§ **GIVEN EXERCISE 1**
Can you sum up the Cloud Haskell tutorial commit in two sentences?
§ **GIVEN EXERCISE 2**
Could you carry on the Cloud Haskell tutorial commit from its final line?

Tutorial 3 improvements

hyperthunk · hyperthunk · commit e3b7172f10ba · 2013-11-28T16:43:55.000Z
diff --git a/documentation.md b/documentation.md
@@ -373,7 +373,7 @@ The [distributed-process-platform][18] library implements parts of the
 in the original paper and implemented by the [remote][14] package. In particular,
 we diverge from the original design and defer to many of the principles
 defined by Erlang's [Open Telecom Platform][13], taking in some well established
-Haskell concurrency design patterns alongside.
+Haskell concurrency design patterns along the way.
 
 In fact, [distributed-process-platform][18] does not really consider the
 *task layer* in great detail. We provide an API comparable to remote's
diff --git a/tutorials/ch-tutorial3.md b/tutorials/ch-tutorial3.md
@@ -1,10 +1,27 @@
 ---
 layout: tutorial
 categories: tutorial
-sections: ['Message Ordering', 'Selective Receive', 'Advanced Mailbox Processing']
+sections: ['The Thing About Nodes', 'Message Ordering', 'Selective Receive', 'Advanced Mailbox Processing', 'Process Lifetime', 'Monitoring And Linking', 'Getting Process Info']
 title: Getting to know Processes
 ---
 
+### The Thing About Nodes
+
+Before we can really get to know _processes_, we need to consider the role of
+the _Node Controller_ in Cloud Haskell. As per the [_semantics_][4], Cloud
+Haskell makes the role of _Node Controller_ (occasionally referred to by the original
+"Unified Semantics for Future Erlang" paper on which our semantics are modelled
+as the "ether") explicit.
+
+Architecturally, Cloud Haskell's _Node Controller_ consists of a pair of message
+buss processes, one of which listens for network-transport level events whilst the
+other is busy processing _signal events_ (most of which pertain to either message
+delivery or process lifecycle notification). Both these _event loops_ runs sequentially
+in the system at all times.
+
+With this in mind, let's consider Cloud Haskell's lightweight processes in a bit
+more detail...
+
 ### Message Ordering
 
 We have already met the `send` primitive, which is used to deliver
@@ -86,6 +103,19 @@ subject was covered briefly in the first tutorial. Matching on messages allows
 us to separate the type(s) of messages we can handle from the type that the
 whole `receive` expression evaluates to.
 
+Consider the following snippet:
+
+{% highlight haskell %}
+usingReceive = do
+  () <- receiveWait [
+      match (\(s :: String) -> say s)
+    , match (\(i :: Int)    -> say $ show i)
+    ]
+{% endhighlight %}
+
+Note that each of the matches in the list must evaluate to the same type,
+as the type signature indicates: `receiveWait :: [Match b] -> Process b`.
+
 The behaviour of `receiveWait` differs from `receiveTimeout` in that it
 blocks forever (until a match is found in the process' mailbox), whereas the
 variant taking a timeout will return `Nothing` unless a match is found within
@@ -183,7 +213,101 @@ distributed-process can be utilised to develop highly generic message processing
 All the richness of the distributed-process-platform APIs (such as `ManagedProcess`) which
 will be discussed in later tutorials are, in fact, built upon these families of primitives.

§ **DATA SEGMENT**
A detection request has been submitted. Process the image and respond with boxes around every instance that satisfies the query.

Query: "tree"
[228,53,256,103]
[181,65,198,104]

§ **RESPONSE 1**
The commit rewords one phrase in documentation.md and expands the "Getting to know Processes" tutorial with more section names and a new section, "The Thing About Nodes," which describes the Node Controller as a pair of message bus processes. It also adds a `receiveWait` snippet, noting that each match in the list must evaluate to the same type.

§ **RESPONSE 2**
+### Process Lifetime
+
+A process will continue executing until it has evaluated to some value, or is abruptly
+terminated either by crashing (with an un-handled exception) or being instructed to
+stop executing. Stop instructions to stop take one of two forms: a `ProcessExitException`
+or `ProcessKillException`. As the names suggest, these _signals_ are delivered in the form
+of asynchronous exceptions, however you should not to rely on that fact! After all,
+we cannot throw an exception to a thread that is executing in some other operating
+system process or on a remote host! Instead, you should use the [`exit`][5] and [`kill`][6]
+primitives from distributed-process, which not only ensure that remote target processes
+are handled seamlessly, but also maintain a guarantee that if you send a message and
+*then* an exit signal, the message will be delivered to the destination process (via its
+local node controller) before the exception is thrown - note that this does not guarantee
+that the destination process will have time to _do anything_ with the message before it
+is terminated.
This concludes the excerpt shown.